§ Written request 1
Answer these questions from the USB Type-C passage below:
(a) In the example, what is plugged into the USB Type-C receptacle 230?
(b) Which signal lets the second system 300 realize that this device is plugged in?
(c) Which pins of the receptacle are connected with the auxiliary differential pair of the graphics processing unit 314?
§ Written request 2
Return the part of the USB Type-C passage below starting with "FIG. 3D schematically" and going on through "314 are inactivated.", copied with no changes.

§ Source extract
:::

FIG. 3D schematically illustrates the architecture of the second system 300 in a third operation mode according to an embodiment of the invention. For example, a display device is plugged into the USB Type-C receptacle 230. According to the configuration channel signal CC, the second system 300 realizes that the display device is plugged into the USB Type-C receptacle 230. If only portions of the lanes need to be used, the second transmitting differential pair (TX2+ and TX2−) and the first receiving differential pair (RX1+ and RX1−) of the USB controller 312 are inactivated, and the first lane differential pair (L1+ and L1−) and the fourth lane differential pair (L4+ and L4−) of the graphics processing unit 314 are inactivated.

Under this circumstance, the A2 pin and the A3 pin of the USB Type-C receptacle 230 are coupled with the first transmitting differential pair (TX1+ and TX1) of the USB controller 312 through the corresponding capacitors; the A11 pin and the A10 pin of the USB Type-C receptacle 230 are coupled with the second receiving differential pair (RX2+ and RX2−) of the USB controller 312 through the corresponding capacitors; the B11 pin and the B10 pin of the USB Type-C receptacle 230 are coupled with the third lane differential pair (L3+ and L3−) of the graphics processing unit 314 through the corresponding capacitors c; and the B2 pin and the B3 pin of the USB Type-C receptacle 230 are coupled with the second lane differential pair (L2+ and L2−) of the graphics processing unit 314 through the corresponding capacitors c. Moreover, the A8 pin and the B8 pin of the USB Type-C receptacle 230 are connected with the auxiliary differential pair (AUX+ and AUX−) of the graphics processing unit 314.

:::

(Dataset items)
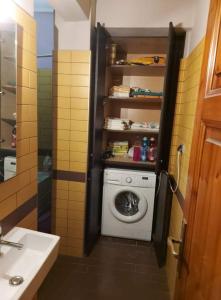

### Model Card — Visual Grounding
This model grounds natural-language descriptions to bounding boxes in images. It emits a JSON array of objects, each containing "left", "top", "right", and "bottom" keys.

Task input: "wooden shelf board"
[
  {"left": 104, "top": 128, "right": 159, "bottom": 134},
  {"left": 104, "top": 96, "right": 163, "bottom": 106},
  {"left": 104, "top": 156, "right": 156, "bottom": 170},
  {"left": 110, "top": 64, "right": 165, "bottom": 76}
]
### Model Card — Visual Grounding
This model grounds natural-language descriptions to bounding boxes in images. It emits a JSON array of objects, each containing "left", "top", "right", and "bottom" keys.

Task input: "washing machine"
[{"left": 101, "top": 168, "right": 156, "bottom": 241}]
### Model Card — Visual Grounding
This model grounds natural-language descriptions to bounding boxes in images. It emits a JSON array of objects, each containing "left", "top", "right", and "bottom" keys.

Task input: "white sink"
[{"left": 0, "top": 227, "right": 60, "bottom": 300}]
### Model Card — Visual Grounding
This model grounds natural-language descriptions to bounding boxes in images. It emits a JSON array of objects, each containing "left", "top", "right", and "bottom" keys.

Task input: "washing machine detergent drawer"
[{"left": 104, "top": 169, "right": 156, "bottom": 188}]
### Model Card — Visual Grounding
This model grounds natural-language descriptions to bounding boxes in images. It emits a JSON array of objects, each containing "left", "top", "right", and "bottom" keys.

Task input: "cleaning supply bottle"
[
  {"left": 141, "top": 137, "right": 149, "bottom": 161},
  {"left": 147, "top": 137, "right": 157, "bottom": 162},
  {"left": 133, "top": 137, "right": 141, "bottom": 161}
]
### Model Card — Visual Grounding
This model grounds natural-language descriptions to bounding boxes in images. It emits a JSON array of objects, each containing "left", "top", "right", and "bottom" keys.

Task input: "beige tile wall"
[
  {"left": 0, "top": 4, "right": 37, "bottom": 227},
  {"left": 53, "top": 51, "right": 90, "bottom": 256},
  {"left": 166, "top": 39, "right": 204, "bottom": 299}
]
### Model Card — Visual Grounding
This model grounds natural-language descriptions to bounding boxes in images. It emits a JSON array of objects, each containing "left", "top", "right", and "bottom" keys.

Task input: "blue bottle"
[{"left": 141, "top": 137, "right": 149, "bottom": 161}]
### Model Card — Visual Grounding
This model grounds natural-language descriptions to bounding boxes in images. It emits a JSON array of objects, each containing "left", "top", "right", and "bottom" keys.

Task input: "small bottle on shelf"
[
  {"left": 147, "top": 137, "right": 157, "bottom": 162},
  {"left": 141, "top": 137, "right": 149, "bottom": 161},
  {"left": 133, "top": 137, "right": 141, "bottom": 161}
]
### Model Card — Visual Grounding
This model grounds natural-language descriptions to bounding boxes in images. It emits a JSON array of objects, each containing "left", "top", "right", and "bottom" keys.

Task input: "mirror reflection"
[{"left": 0, "top": 21, "right": 17, "bottom": 182}]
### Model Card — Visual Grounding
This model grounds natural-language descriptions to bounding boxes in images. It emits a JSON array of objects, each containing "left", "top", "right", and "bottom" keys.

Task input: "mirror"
[{"left": 0, "top": 20, "right": 17, "bottom": 182}]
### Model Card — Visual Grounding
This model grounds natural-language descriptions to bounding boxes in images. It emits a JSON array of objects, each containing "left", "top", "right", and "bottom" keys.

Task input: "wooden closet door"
[{"left": 175, "top": 0, "right": 221, "bottom": 300}]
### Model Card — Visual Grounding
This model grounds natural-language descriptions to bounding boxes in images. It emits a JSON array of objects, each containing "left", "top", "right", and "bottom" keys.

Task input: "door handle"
[
  {"left": 167, "top": 236, "right": 182, "bottom": 259},
  {"left": 167, "top": 219, "right": 187, "bottom": 277},
  {"left": 215, "top": 69, "right": 221, "bottom": 77}
]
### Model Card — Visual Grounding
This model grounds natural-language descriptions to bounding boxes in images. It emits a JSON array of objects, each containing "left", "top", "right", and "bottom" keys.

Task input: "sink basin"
[{"left": 0, "top": 227, "right": 60, "bottom": 300}]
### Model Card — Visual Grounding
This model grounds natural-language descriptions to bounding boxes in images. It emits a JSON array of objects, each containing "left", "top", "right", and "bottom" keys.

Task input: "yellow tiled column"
[
  {"left": 53, "top": 51, "right": 90, "bottom": 256},
  {"left": 166, "top": 39, "right": 204, "bottom": 299}
]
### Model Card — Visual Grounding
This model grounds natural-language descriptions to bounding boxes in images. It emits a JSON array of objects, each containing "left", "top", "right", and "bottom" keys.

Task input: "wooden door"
[
  {"left": 156, "top": 22, "right": 186, "bottom": 174},
  {"left": 175, "top": 0, "right": 221, "bottom": 300},
  {"left": 85, "top": 23, "right": 108, "bottom": 254}
]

:::

§ Result 1
(a) A display device.
(b) The configuration channel signal CC.
(c) The A8 pin and the B8 pin.

§ Result 2
FIG. 3D schematically illustrates the architecture of the second system 300 in a third operation mode according to an embodiment of the invention. For example, a display device is plugged into the USB Type-C receptacle 230. According to the configuration channel signal CC, the second system 300 realizes that the display device is plugged into the USB Type-C receptacle 230. If only portions of the lanes need to be used, the second transmitting differential pair (TX2+ and TX2−) and the first receiving differential pair (RX1+ and RX1−) of the USB controller 312 are inactivated, and the first lane differential pair (L1+ and L1−) and the fourth lane differential pair (L4+ and L4−) of the graphics processing unit 314 are inactivated.